→ To do: Convert the lines of the records into a numbered list, starting at the line that contains "Could you please locate the white" and continuing through the end of the records, with blank lines left out.
※
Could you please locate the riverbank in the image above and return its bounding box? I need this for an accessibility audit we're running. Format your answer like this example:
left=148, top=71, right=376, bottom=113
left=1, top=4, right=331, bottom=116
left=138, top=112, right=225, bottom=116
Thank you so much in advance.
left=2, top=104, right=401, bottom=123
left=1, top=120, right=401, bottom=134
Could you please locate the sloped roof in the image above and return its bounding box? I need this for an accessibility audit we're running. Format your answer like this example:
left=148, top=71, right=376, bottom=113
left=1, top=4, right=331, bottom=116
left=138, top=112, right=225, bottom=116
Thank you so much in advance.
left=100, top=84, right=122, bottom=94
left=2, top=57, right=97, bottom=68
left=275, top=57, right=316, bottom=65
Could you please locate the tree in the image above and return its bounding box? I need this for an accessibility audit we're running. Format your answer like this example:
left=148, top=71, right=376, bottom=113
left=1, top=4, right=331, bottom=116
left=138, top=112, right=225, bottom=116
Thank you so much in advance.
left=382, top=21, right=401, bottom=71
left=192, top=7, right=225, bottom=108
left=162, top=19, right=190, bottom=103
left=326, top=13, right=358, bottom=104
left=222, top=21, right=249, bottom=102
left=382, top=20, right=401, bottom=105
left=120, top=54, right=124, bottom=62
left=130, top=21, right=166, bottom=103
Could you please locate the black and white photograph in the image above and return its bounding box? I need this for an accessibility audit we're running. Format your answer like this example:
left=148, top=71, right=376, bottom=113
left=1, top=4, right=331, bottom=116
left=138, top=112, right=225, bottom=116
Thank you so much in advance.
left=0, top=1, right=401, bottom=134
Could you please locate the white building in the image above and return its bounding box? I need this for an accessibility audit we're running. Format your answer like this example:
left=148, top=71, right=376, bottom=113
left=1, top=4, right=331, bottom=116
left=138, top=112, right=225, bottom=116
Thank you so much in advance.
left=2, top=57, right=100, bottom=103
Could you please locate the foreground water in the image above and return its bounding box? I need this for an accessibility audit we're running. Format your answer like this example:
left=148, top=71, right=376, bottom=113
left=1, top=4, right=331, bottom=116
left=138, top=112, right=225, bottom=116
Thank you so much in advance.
※
→ Solution below:
1. Could you please locate the white building in the image above and return its bounding box? I need this for an accessibility audit we're running. Format your answer like this example:
2. left=148, top=71, right=376, bottom=113
3. left=1, top=4, right=331, bottom=116
4. left=138, top=112, right=225, bottom=116
5. Thank you so much in advance.
6. left=2, top=57, right=100, bottom=103
7. Could you please locate the foreground water in the image above and return its bounding box? I need this for an accessibility audit we're running. Format your answer like this example:
8. left=148, top=71, right=376, bottom=113
9. left=1, top=4, right=331, bottom=116
10. left=138, top=112, right=225, bottom=116
11. Thank you so much in advance.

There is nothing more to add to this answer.